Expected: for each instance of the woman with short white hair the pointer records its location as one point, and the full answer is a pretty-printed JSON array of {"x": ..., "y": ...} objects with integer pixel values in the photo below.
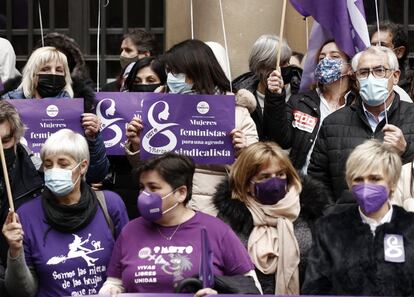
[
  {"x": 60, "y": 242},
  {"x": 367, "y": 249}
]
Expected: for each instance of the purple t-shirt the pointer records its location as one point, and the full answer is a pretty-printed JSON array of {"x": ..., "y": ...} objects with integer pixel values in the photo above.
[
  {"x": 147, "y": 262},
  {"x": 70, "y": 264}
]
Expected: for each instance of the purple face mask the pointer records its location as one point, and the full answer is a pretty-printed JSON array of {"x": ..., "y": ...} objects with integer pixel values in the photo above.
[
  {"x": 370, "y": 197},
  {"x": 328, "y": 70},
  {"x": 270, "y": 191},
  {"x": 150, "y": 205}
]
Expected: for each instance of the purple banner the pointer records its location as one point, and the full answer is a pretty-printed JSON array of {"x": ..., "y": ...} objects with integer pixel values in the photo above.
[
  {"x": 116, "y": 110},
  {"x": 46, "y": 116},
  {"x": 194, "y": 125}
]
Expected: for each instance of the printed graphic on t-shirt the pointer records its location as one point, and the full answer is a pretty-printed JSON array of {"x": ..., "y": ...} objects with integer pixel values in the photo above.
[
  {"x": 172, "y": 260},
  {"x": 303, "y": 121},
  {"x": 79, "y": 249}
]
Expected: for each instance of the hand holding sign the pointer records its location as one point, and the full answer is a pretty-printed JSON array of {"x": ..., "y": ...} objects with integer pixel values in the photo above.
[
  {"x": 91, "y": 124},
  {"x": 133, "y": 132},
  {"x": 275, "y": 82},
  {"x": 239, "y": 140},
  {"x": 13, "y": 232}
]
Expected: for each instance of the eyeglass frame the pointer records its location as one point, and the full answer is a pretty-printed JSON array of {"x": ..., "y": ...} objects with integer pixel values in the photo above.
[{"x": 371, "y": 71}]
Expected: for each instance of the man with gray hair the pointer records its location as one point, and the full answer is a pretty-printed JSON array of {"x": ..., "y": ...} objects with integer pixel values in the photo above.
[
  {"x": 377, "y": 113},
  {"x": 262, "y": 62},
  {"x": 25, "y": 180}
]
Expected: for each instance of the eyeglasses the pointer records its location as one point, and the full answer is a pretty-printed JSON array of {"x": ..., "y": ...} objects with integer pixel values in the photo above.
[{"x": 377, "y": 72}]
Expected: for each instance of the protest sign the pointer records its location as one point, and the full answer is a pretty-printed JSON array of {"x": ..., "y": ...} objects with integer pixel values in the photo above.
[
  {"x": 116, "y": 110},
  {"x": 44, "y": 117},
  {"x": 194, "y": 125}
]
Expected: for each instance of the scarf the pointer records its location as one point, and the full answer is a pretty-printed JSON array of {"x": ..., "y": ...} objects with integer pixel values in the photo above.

__________

- [PROMPT]:
Could you write out the whole listing exactly, skipping every picture?

- [FINISHED EXERCISE]:
Expected: for each instance of the woman with short white hair the pointer records its location as one point, and the full answer is a pretty-printed JSON array of {"x": ..., "y": ...} objects with integer pixel values in the photo below.
[
  {"x": 60, "y": 242},
  {"x": 367, "y": 249}
]
Expected: for each instance of the purple t-shirt the pointer records its location as one point, and the full answer is a pretty-printed JSON array of {"x": ..., "y": ...} objects with integer pixel values in the photo above.
[
  {"x": 147, "y": 262},
  {"x": 70, "y": 264}
]
Expected: for each instance of the purple face mask the pointer records its location as one point, and the full answer is a pretty-printed JSON array of {"x": ..., "y": ...} objects with integer pixel values in the photo above.
[
  {"x": 370, "y": 197},
  {"x": 328, "y": 70},
  {"x": 270, "y": 191},
  {"x": 150, "y": 205}
]
Expected: for each instance of the purple banner the pointer records its location as one point, and the full answer is a pretty-printed JSON array of {"x": ..., "y": ...} objects with integer pixel values in the photo above.
[
  {"x": 116, "y": 110},
  {"x": 46, "y": 116},
  {"x": 194, "y": 125}
]
Expected: for each instance of the printed graphic on t-shirt the pointer records its location as one point, and the full answer is a pretty-printed JSON array of {"x": ..., "y": ...} objects with integer pixel values in the photo above.
[
  {"x": 172, "y": 260},
  {"x": 303, "y": 121},
  {"x": 79, "y": 249}
]
Expected: for each instance of the hand holding sign the pointer records its location as one point, and the full answer is a pretty-printed JSON array of {"x": ..., "y": ...} objects with integer pixel values in the photo above.
[
  {"x": 91, "y": 124},
  {"x": 133, "y": 132},
  {"x": 275, "y": 82},
  {"x": 239, "y": 140},
  {"x": 13, "y": 232}
]
Expected: for each instance of the eyeglass frame the pointer records its location as one point, and the full answer is a pretty-printed JSON array of {"x": ..., "y": ...} objects with integer pixel values in the photo above.
[{"x": 371, "y": 71}]
Expected: for each instance of the man with gray hair the pointer records its location as one point, and the full answer is a pretty-printed JSON array of {"x": ..., "y": ...} objects with integer pixel values in the photo above.
[
  {"x": 377, "y": 113},
  {"x": 262, "y": 62},
  {"x": 25, "y": 180}
]
Expected: for each instance of the eyeglasses the pointer records its location as one point, and the full answer is a pretty-printed JSON array of {"x": ..., "y": ...} objects with integer pixel values in the photo above.
[{"x": 377, "y": 72}]
Expected: for each instance of the protest sign the pointer records its location as one point, and the full answer is a pretty-printed JSON array of {"x": ..., "y": ...} objects with integer pixel values in the photo above.
[
  {"x": 116, "y": 110},
  {"x": 44, "y": 117},
  {"x": 194, "y": 125}
]
Expected: for each instance of the scarf the pointer records its location as one point, and the full answer is a pretty-printed JSON array of {"x": ..., "y": ...} objects with integer pixel values in the photo above.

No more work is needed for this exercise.